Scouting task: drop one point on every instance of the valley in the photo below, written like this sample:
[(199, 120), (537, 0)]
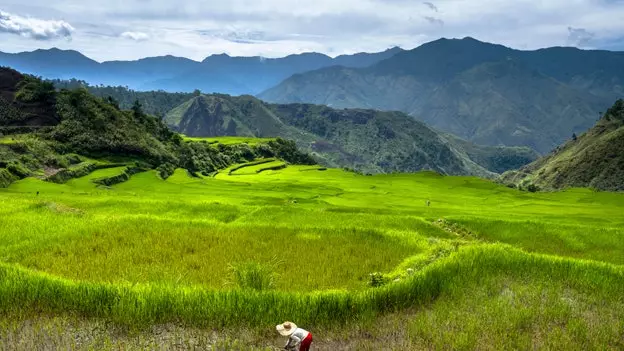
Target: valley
[(458, 196)]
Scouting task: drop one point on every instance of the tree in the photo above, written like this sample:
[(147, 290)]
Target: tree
[(137, 109), (113, 102)]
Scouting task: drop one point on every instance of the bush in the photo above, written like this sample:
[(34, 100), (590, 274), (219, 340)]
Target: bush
[(6, 178), (165, 170), (18, 169), (377, 279)]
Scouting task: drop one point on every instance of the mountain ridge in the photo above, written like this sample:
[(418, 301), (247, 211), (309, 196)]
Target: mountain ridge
[(235, 75), (438, 83), (369, 141), (594, 159)]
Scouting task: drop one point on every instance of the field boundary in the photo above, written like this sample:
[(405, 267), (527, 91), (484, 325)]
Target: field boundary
[(81, 170), (250, 164), (272, 168), (23, 292)]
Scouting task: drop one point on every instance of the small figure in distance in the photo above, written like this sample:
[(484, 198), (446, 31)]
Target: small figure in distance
[(296, 336)]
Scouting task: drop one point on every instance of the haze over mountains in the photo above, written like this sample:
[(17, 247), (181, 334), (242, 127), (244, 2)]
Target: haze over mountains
[(216, 73), (366, 140), (486, 93)]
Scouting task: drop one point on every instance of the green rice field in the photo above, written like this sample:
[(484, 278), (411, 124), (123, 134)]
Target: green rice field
[(405, 261), (228, 140)]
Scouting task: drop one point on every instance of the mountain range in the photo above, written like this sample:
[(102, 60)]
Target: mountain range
[(594, 159), (217, 73), (363, 139), (482, 92)]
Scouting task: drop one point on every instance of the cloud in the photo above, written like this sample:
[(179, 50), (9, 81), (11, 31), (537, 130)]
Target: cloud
[(34, 28), (579, 37), (274, 28), (431, 6), (136, 36), (434, 20)]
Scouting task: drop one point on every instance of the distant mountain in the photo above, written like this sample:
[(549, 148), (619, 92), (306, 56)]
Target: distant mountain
[(486, 93), (217, 73), (594, 159), (59, 135), (366, 140)]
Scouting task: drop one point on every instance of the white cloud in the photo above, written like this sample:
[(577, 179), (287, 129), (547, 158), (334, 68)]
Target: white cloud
[(196, 29), (136, 36), (579, 37), (34, 28), (431, 6)]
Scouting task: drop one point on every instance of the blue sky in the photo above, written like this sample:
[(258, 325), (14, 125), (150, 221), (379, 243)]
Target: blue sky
[(122, 30)]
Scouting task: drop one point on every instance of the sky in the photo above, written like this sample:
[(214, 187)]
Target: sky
[(132, 29)]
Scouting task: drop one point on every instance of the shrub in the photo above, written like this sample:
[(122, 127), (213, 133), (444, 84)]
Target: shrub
[(377, 280), (165, 170)]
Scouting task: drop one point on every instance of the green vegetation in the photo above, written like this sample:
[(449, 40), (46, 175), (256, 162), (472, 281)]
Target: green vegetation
[(485, 93), (114, 225), (365, 140), (300, 243), (82, 127), (594, 159), (156, 103), (229, 140)]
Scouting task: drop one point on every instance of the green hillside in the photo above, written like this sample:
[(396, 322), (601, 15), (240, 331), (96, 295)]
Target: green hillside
[(594, 159), (59, 135), (366, 140), (484, 93)]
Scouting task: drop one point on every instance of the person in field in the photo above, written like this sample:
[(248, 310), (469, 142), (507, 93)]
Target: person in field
[(298, 339)]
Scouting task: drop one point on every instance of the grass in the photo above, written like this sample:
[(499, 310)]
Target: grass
[(229, 140), (504, 269)]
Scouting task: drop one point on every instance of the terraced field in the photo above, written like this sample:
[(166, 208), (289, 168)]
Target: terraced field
[(229, 140), (404, 261)]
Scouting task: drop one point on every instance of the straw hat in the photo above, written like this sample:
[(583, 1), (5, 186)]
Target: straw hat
[(286, 328)]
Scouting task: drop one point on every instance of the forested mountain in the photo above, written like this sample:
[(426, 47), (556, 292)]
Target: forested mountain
[(594, 159), (486, 93), (44, 131), (366, 140), (217, 73)]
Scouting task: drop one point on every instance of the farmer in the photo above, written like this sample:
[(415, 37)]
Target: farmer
[(296, 336)]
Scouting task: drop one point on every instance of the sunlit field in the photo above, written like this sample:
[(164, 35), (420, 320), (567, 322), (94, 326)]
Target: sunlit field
[(460, 262)]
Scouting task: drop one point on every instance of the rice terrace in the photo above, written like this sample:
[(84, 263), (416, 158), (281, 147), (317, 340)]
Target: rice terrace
[(483, 266), (392, 190)]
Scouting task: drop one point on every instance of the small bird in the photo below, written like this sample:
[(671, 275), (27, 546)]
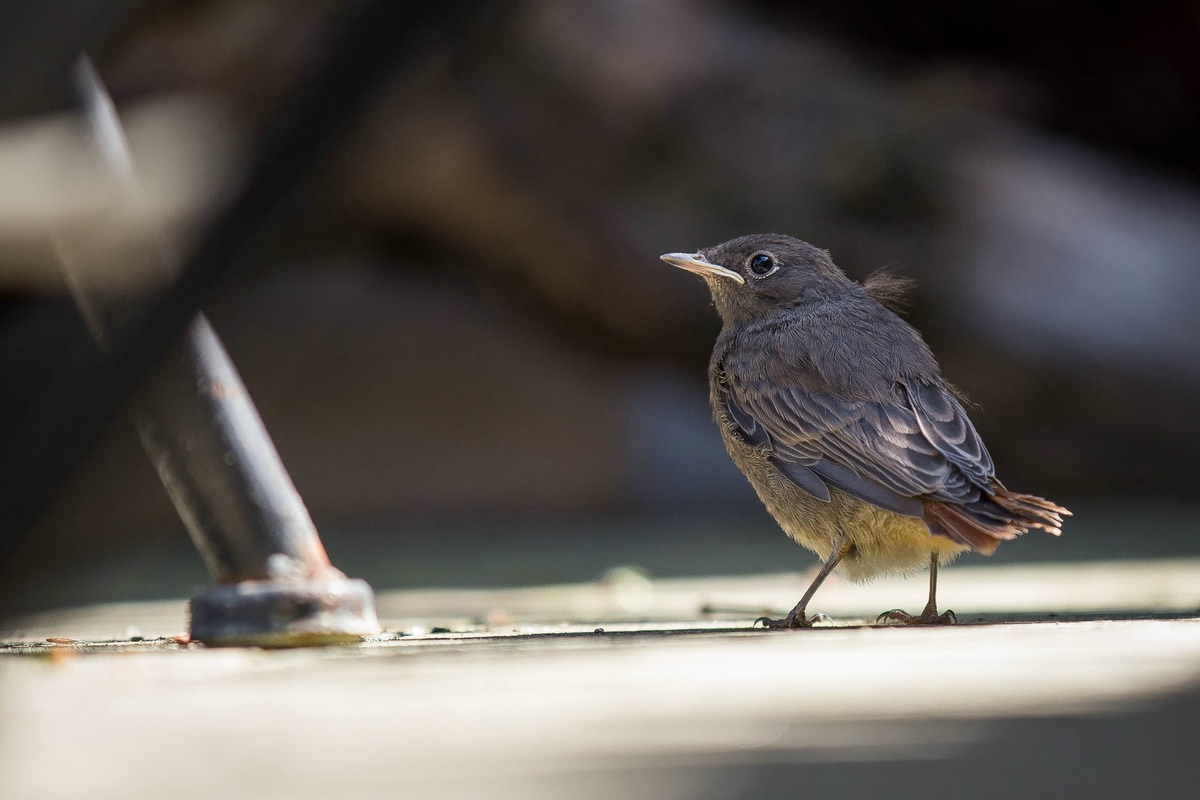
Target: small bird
[(837, 411)]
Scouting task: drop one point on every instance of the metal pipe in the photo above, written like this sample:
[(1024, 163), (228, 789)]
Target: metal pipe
[(213, 452)]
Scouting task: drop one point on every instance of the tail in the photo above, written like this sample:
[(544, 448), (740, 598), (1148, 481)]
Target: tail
[(989, 521)]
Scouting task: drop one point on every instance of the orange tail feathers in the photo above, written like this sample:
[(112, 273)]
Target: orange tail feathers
[(983, 524)]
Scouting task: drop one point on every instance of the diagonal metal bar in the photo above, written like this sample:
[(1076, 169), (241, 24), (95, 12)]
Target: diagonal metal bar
[(377, 38)]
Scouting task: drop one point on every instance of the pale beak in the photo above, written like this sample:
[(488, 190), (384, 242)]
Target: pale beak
[(700, 265)]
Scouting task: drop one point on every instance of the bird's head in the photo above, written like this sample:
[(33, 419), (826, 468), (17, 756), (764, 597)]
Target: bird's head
[(756, 276)]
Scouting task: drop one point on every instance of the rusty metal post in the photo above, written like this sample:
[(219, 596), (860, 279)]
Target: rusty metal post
[(215, 458)]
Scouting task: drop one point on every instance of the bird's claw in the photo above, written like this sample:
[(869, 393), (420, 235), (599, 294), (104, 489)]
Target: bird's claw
[(791, 621), (928, 617)]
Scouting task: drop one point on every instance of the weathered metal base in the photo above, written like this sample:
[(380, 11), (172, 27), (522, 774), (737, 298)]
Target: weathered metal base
[(286, 613)]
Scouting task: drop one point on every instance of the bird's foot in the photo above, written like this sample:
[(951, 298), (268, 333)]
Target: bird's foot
[(792, 620), (928, 617)]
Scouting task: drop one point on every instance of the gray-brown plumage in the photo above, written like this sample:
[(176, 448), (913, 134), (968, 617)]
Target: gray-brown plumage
[(837, 411)]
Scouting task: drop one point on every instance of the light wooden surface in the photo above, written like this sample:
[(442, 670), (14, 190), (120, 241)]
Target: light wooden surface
[(526, 699)]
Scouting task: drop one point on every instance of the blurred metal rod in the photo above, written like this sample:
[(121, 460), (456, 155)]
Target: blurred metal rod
[(213, 452), (375, 40)]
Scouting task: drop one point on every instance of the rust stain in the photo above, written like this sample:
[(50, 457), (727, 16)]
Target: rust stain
[(221, 391)]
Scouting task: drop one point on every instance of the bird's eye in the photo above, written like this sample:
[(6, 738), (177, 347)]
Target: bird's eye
[(762, 264)]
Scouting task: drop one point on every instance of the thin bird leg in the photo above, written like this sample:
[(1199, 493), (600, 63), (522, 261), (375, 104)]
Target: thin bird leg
[(798, 618), (928, 617)]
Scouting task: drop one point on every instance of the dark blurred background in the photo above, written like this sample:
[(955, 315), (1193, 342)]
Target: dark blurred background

TASK BRIEF
Without the pictures, restate all of the entries word for word.

ANSWER TO THE EXERCISE
Scouting task: drop one point on every instance of the valley in the photo below, written like this sample:
[(199, 120), (537, 0)]
Target: valley
[(458, 196)]
Scouting task: drop one point on every instance of the tree in the photo above, written like this sample:
[(147, 290)]
Target: tree
[(137, 109), (113, 102)]
Scouting task: drop one point on every instance of the bush in the photo above, written like this sample:
[(34, 100), (590, 274), (219, 340)]
Target: bush
[(6, 178), (165, 170), (18, 169), (377, 279)]
Scouting task: drop one point on every instance of the mountain ridge in the photo above, written like this sample:
[(418, 301), (247, 211), (309, 196)]
Target: mountain ridge
[(235, 75), (438, 83), (369, 141), (594, 159)]
Scouting task: drop one point on every instance of the field boundary in the photo above, written like this sample:
[(405, 267), (527, 91), (484, 325)]
Target: field boundary
[(81, 170), (250, 164), (272, 168), (23, 292)]
Scouting task: drop one point on every instance of the small figure in distance in the photo above, written like this sample:
[(484, 198), (446, 31)]
Target: small figure in distance
[(296, 336)]
Scouting task: drop one point on every instance of the haze over mountains in the photo above, written like this sample:
[(17, 247), (181, 334), (242, 127), (244, 2)]
Target: haze over mountains
[(216, 73), (366, 140), (486, 93)]
Scouting task: drop one point on every instance of the green rice field in the photo above, written like this sample:
[(484, 278), (411, 124), (123, 134)]
Target: green rice field
[(405, 261), (228, 140)]
Scouting task: drop one point on every instance of the mountain range in the photo above, written like this sample:
[(102, 60)]
Target: mountain range
[(594, 159), (217, 73), (363, 139), (482, 92)]
Scouting task: drop one point on every instance of the cloud in the photo above, written like this sample:
[(179, 50), (9, 81), (11, 31), (537, 130)]
Target: cloud
[(34, 28), (579, 37), (274, 28), (431, 6), (136, 36), (434, 20)]
Scouting task: drop one point on every instance of the distant mountain in the photo above, written like this sample:
[(549, 148), (619, 92), (306, 56)]
Target: distant mountain
[(486, 93), (217, 73), (594, 159), (59, 135), (366, 140)]
Scouting task: drop one point on every instance of the white cloud in the photo above, written like this sample:
[(577, 179), (287, 129), (547, 158), (334, 68)]
Target: white cloud
[(196, 29), (136, 36), (579, 37), (34, 28), (431, 6)]
Scouting task: drop one point on every instance of the blue sky in the photo above, written like this sample:
[(258, 325), (14, 125), (150, 221), (379, 243)]
Target: blue sky
[(122, 30)]
Scouting task: drop one point on every instance of the sky in the photo above, written like this sample:
[(214, 187)]
Target: sky
[(132, 29)]
Scouting task: drop one point on every instance of the shrub in the photo above, written like this sample:
[(122, 127), (213, 133), (444, 84)]
Target: shrub
[(377, 280), (165, 170)]
Scouting task: drop one point on every instance of the green vegetation in the photo above, written like this sample:
[(449, 40), (46, 175), (256, 162), (472, 281)]
Target: green vegetation
[(485, 93), (114, 225), (365, 140), (300, 243), (82, 127), (594, 159), (156, 103), (229, 140)]
Scouting task: drop one point on every instance of the green hillside in the photo above, written like this sample:
[(396, 322), (601, 15), (240, 331), (96, 295)]
Target: green hillside
[(594, 159), (59, 135), (366, 140), (484, 93)]
Scouting task: drop one point on every instance of the person in field in the photo above, written like this sample:
[(248, 310), (469, 142), (507, 93)]
Target: person in field
[(298, 339)]
Scouting task: drop one point on every instance of the grass in the photo above, written like this sample:
[(499, 310)]
Target: grass
[(229, 140), (504, 269)]
Scouting task: drop one point on every instance of the terraced field in the photo above, written like this sample:
[(166, 208), (289, 168)]
Target: terraced field
[(229, 140), (404, 261)]
Scouting task: drop one point on every instance of the straw hat in the photo above, written like this sample:
[(583, 1), (5, 186)]
Target: straw hat
[(286, 328)]
Scouting task: drop one point on every instance of the forested mountain in the photo above, written like this sample:
[(426, 47), (556, 292)]
Target: forested mountain
[(594, 159), (486, 93), (44, 131), (366, 140), (217, 73)]
Scouting task: drop one point on every instance of the farmer in the photo above, written like this sample:
[(415, 37)]
Target: farmer
[(296, 336)]
Scouting task: drop one point on every instance of the sunlit field in the photo above, written like this sample:
[(164, 35), (420, 320), (567, 322), (94, 326)]
Target: sunlit field
[(460, 262)]
Scouting task: drop one point on every instance of the rice terrace in the photo above, written like this sample:
[(84, 263), (416, 158), (281, 147), (317, 340)]
Target: rice terrace
[(483, 266), (392, 190)]
Scouting task: drop one point on every instance of the small bird in the photo below, written like this sample:
[(671, 275), (27, 546)]
Target: small bird
[(837, 411)]
Scouting task: drop one point on every instance of the metal pipe in the photo above, written like this sample:
[(1024, 163), (228, 789)]
Target: metal pipe
[(213, 452)]
Scouting task: drop one point on every instance of the tail in the photo above, written like this sample:
[(544, 448), (740, 598), (1148, 481)]
Target: tail
[(989, 521)]
Scouting task: drop one point on every instance of the orange tail feathers in the photo above, written like this sample:
[(112, 273)]
Target: orange tail feathers
[(983, 524)]
Scouting task: drop one point on every instance of the diagonal metal bar in the photo above, written like this sample:
[(1076, 169), (241, 24), (95, 12)]
Target: diagonal metal bar
[(377, 38)]
Scouting task: drop one point on every instance of the pale beak in the photo above, written like this sample:
[(488, 190), (384, 242)]
Target: pale beak
[(700, 265)]
Scouting task: drop one point on every instance of the bird's head in the photo above, written like this sample:
[(33, 419), (826, 468), (17, 756), (764, 597)]
Target: bird's head
[(756, 276)]
Scouting task: drop one point on every instance of the rusty metal post in the photo above, written like this sample:
[(219, 596), (860, 279)]
Target: rusty metal post
[(215, 458)]
Scouting task: drop one point on every instance of the bird's claw in the photo above, written like this sample:
[(869, 393), (420, 235), (599, 294), (104, 489)]
Target: bird's claw
[(791, 621), (928, 617)]
Scouting task: drop one point on every instance of the weathered metal base in the photo above, written like this sample:
[(380, 11), (172, 27), (522, 774), (737, 298)]
Target: weathered metal base
[(286, 613)]
Scouting task: drop one point on every instance of the bird's foot in the photo above, written like this sample:
[(951, 298), (268, 333)]
Target: bird's foot
[(792, 620), (928, 617)]
Scouting task: drop one point on every instance of the gray-brown plumage in the photo above, written like this sample:
[(176, 448), (913, 134), (968, 617)]
Target: gray-brown plumage
[(837, 411)]
Scouting task: drop one point on every instance of the light wooden surface in the photo above, written like this sample:
[(442, 670), (14, 190), (120, 241)]
Target: light wooden surface
[(526, 699)]
Scouting task: drop one point on every instance of the blurred metal rod in the photo above, written like this sample:
[(121, 460), (456, 155)]
Target: blurred metal rod
[(213, 452), (375, 40)]
Scouting task: drop one point on every instance of the rust stain in the photo above, written like this sample:
[(50, 457), (727, 16)]
Target: rust stain
[(221, 391)]
Scouting task: drop one point on every instance of the bird's eye in the photo above, written like this sample:
[(6, 738), (177, 347)]
Target: bird's eye
[(762, 264)]
Scouting task: drop one point on every instance of the thin bird leg in the photo above, written like this sample:
[(1199, 493), (600, 63), (522, 261), (375, 104)]
Target: thin bird leg
[(798, 618), (928, 617)]
Scouting task: drop one point on every instance of the dark blurred background in the photo above, written like this sample:
[(955, 315), (1193, 342)]
Target: dark blurred background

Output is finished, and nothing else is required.